Count the lines of the material below that contain the string "dark", with uppercase and lowercase treated as different. Reply with the number alone.

• DATA TO PROCESS
★ ★ ★

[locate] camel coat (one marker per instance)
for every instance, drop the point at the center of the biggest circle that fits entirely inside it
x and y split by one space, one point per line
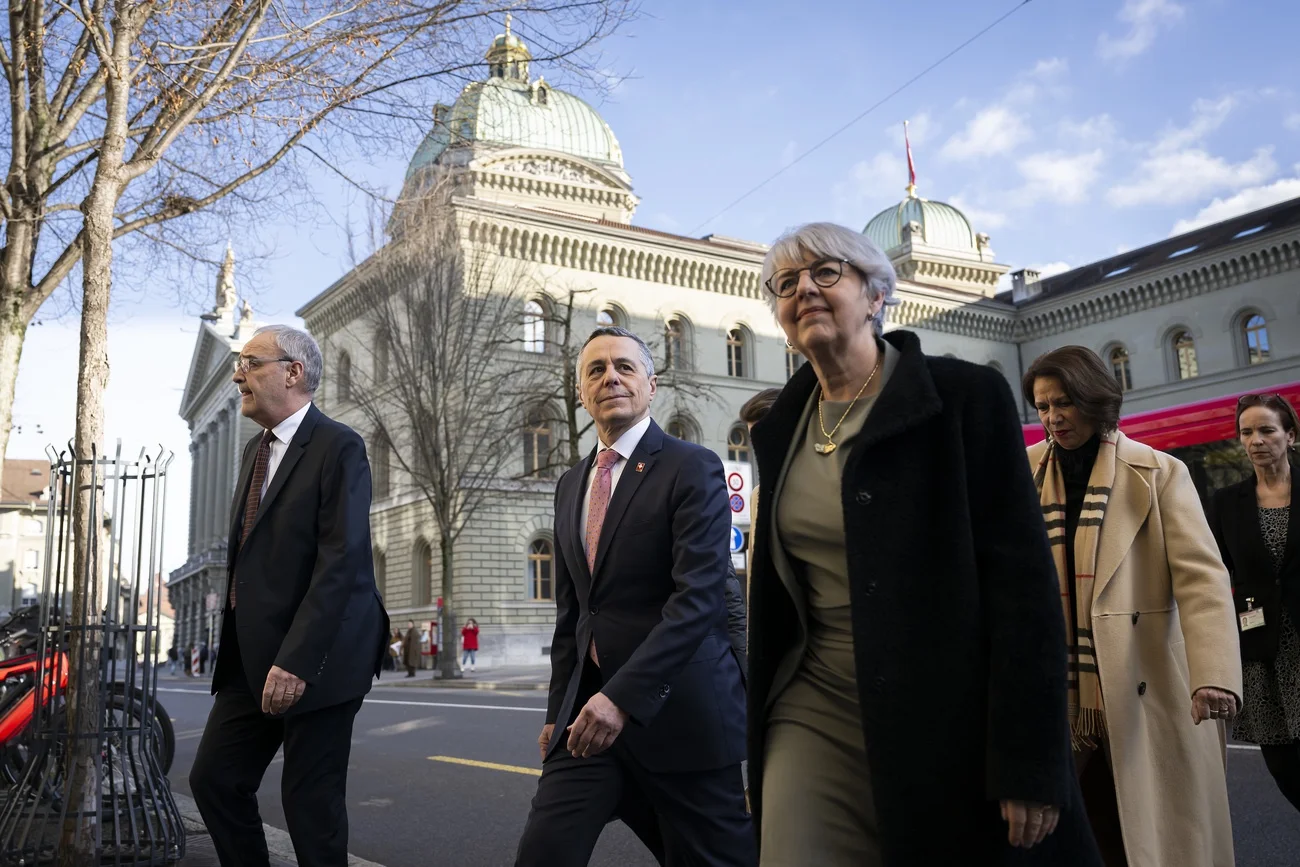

★ ★ ★

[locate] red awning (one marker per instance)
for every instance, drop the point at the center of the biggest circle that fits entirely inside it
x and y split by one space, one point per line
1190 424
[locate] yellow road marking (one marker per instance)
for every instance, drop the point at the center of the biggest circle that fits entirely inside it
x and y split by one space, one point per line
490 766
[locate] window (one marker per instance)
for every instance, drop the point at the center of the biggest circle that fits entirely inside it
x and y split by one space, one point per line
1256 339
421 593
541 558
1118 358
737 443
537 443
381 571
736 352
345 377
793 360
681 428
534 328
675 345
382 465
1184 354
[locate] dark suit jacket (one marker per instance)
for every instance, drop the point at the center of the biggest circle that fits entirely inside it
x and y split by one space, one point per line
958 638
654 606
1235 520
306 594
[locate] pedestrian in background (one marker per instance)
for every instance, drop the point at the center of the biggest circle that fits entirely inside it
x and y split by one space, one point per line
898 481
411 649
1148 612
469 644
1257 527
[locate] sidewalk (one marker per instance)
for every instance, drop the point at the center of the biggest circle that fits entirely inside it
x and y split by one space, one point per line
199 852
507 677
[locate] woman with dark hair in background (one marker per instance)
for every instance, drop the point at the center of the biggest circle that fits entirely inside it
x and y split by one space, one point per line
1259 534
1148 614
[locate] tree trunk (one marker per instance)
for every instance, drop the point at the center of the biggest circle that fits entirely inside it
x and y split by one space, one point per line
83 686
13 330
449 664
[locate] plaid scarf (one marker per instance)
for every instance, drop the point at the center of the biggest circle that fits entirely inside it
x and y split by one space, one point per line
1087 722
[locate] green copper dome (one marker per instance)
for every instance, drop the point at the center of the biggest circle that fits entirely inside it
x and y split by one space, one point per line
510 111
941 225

★ ★ ★

• EXPECTED OUTPUT
2